■ WHAT THE TASK REQUIRES ■
Copy out every one of the lines below word for word, leaving the pictures out of your answer.

■ DATASET ENTRIES ■
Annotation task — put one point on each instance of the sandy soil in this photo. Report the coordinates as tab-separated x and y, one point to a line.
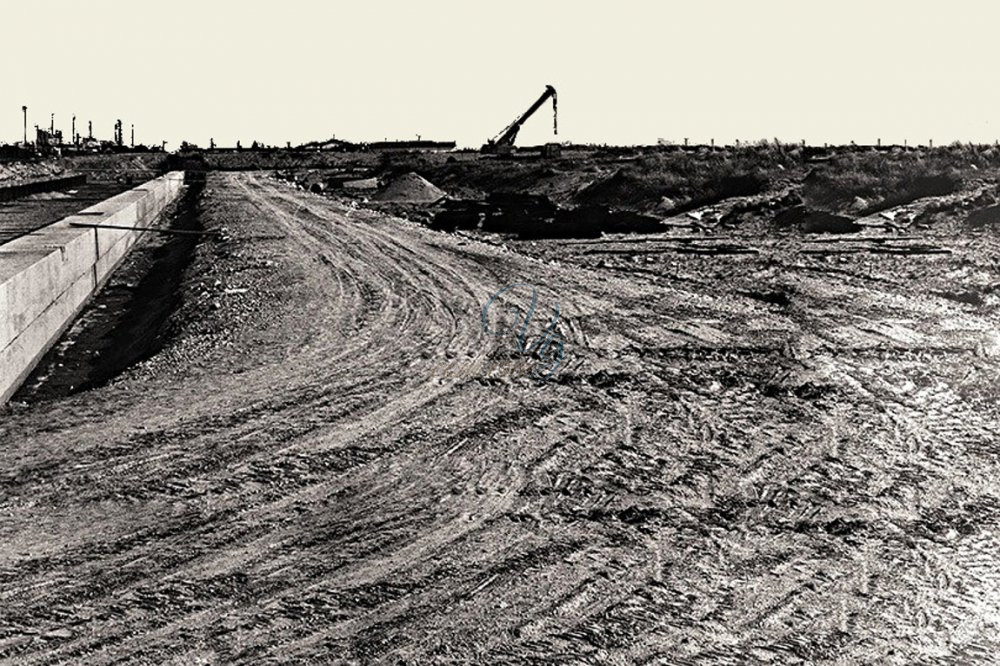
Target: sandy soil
775	455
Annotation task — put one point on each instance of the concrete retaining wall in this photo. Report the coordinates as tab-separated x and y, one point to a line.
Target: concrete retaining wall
47	276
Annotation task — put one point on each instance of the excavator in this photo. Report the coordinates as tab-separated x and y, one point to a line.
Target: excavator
503	143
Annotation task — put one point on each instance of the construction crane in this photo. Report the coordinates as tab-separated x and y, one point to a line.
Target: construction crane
503	143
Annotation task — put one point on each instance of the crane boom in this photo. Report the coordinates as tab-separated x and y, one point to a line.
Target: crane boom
507	136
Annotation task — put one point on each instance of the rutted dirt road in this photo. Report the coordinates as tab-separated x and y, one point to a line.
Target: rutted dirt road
773	455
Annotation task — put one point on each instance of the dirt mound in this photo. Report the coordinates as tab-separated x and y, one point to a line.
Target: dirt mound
984	217
15	172
410	188
621	190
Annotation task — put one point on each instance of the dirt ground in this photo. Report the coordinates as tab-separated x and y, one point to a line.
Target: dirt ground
763	446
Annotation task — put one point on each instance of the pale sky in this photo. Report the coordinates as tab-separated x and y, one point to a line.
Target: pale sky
627	71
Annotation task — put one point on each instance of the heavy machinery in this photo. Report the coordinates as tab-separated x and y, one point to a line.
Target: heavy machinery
503	143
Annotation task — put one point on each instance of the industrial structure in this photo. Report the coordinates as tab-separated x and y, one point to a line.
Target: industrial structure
503	143
51	141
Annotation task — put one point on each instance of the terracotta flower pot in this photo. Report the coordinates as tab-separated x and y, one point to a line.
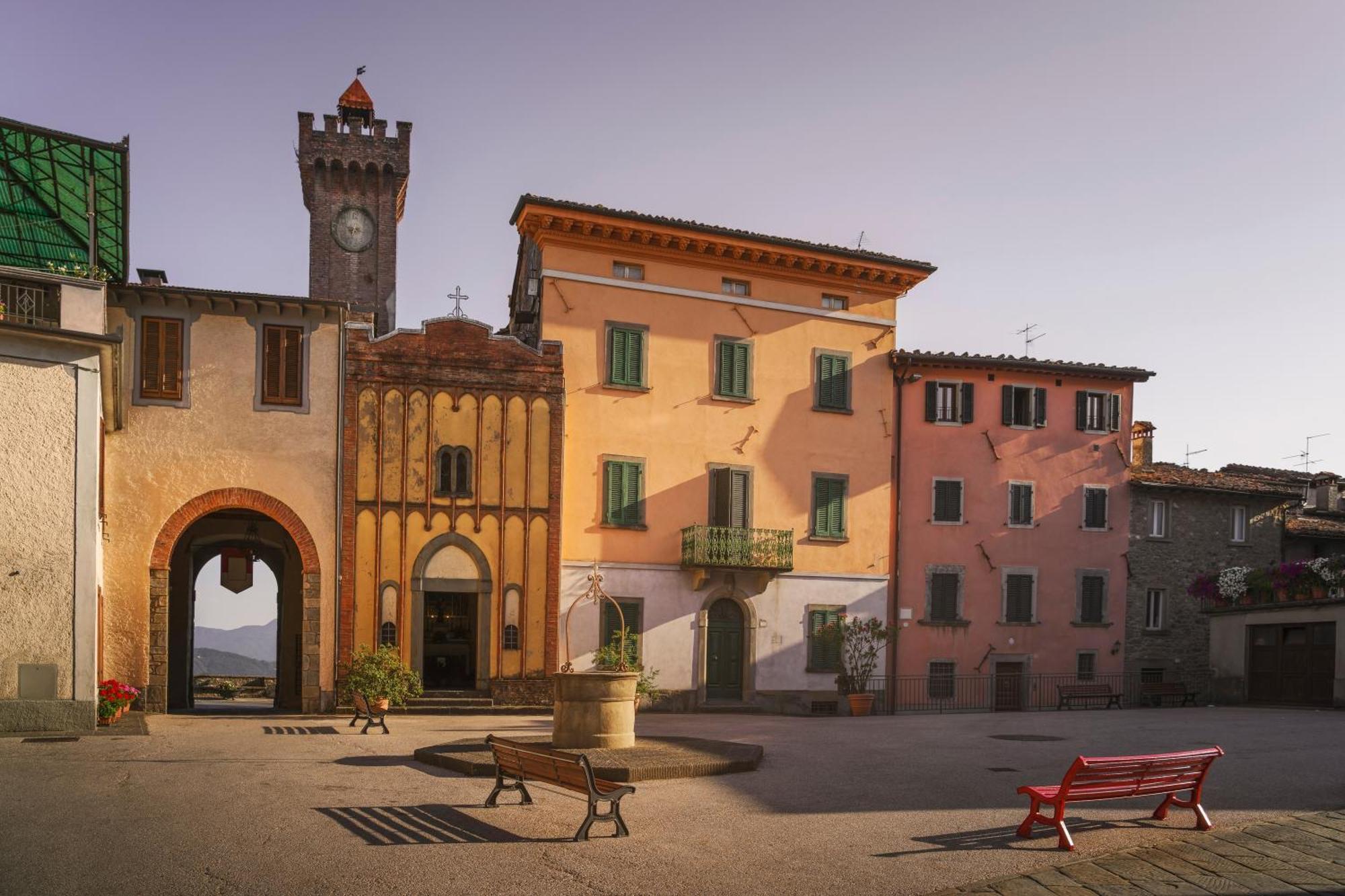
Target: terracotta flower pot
860	704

■ SOLUTION FOR THIS PROBLEM ■
Annotation task — put one point on each instance of the sandy soil in this photo. Report the coordinates as tab-separated x and y, one point to a line.
Target: sandy soil
775	455
Annotation task — put one point on each instance of the concrete retaining wall in this photo. Report the coordinates as tab-separated x and y, one point to a line.
Target: concrete retaining wall
47	276
Annotation task — put one point on each instance of the excavator in this photo. Report the coordinates as tab-separated x and y, one point to a line.
Target: excavator
503	143
Annotation task — put one point on each instance of the construction crane in this photo. Report the coordinates as tab-separated x and y, one point to a line.
Target: construction crane
503	143
Annotation task — put one point on each instance of the crane boom in this photo. Report the coordinates as tab-separated x and y, one point to a line.
Target: crane boom
507	136
Annotation task — put one point on each instance of the rutted dirt road in this photo. Report the coordinates as tab-separated x and y, one point to a line.
Target: rutted dirt road
773	455
Annotation task — put one point on each instance of the dirt mound in this photo. Report the coordinates as tab-separated x and y, one point to a line.
Target: dirt mound
984	217
15	172
410	188
621	190
Annotation task — put one point on each instance of the dirt ground in this photo. Report the coordinates as tab-separated x and y, one point to a line.
Target: dirt ground
763	446
Annotation task — put one point on each instance of the pale sky in this photo. Report the coordinates as tab-separated x and y, one point to a line.
Target: pale sky
627	71
Annotation task — put one point on each instance of the heavy machinery in this photo. Report the coordinates as tab-separated x and y, one point to a line.
Target: heavy machinery
503	143
Annotation task — put one point on each instance of the industrial structure in this photo. Report the coordinates as tab-separated x and y, one point to a line.
Target: industrial structure
503	143
51	141
Annotation task — put one point on each instance of the terracotta flower pot in this photo. Report the coordinates as tab-separated x and y, one point to a line.
Target: terracotta flower pot
860	704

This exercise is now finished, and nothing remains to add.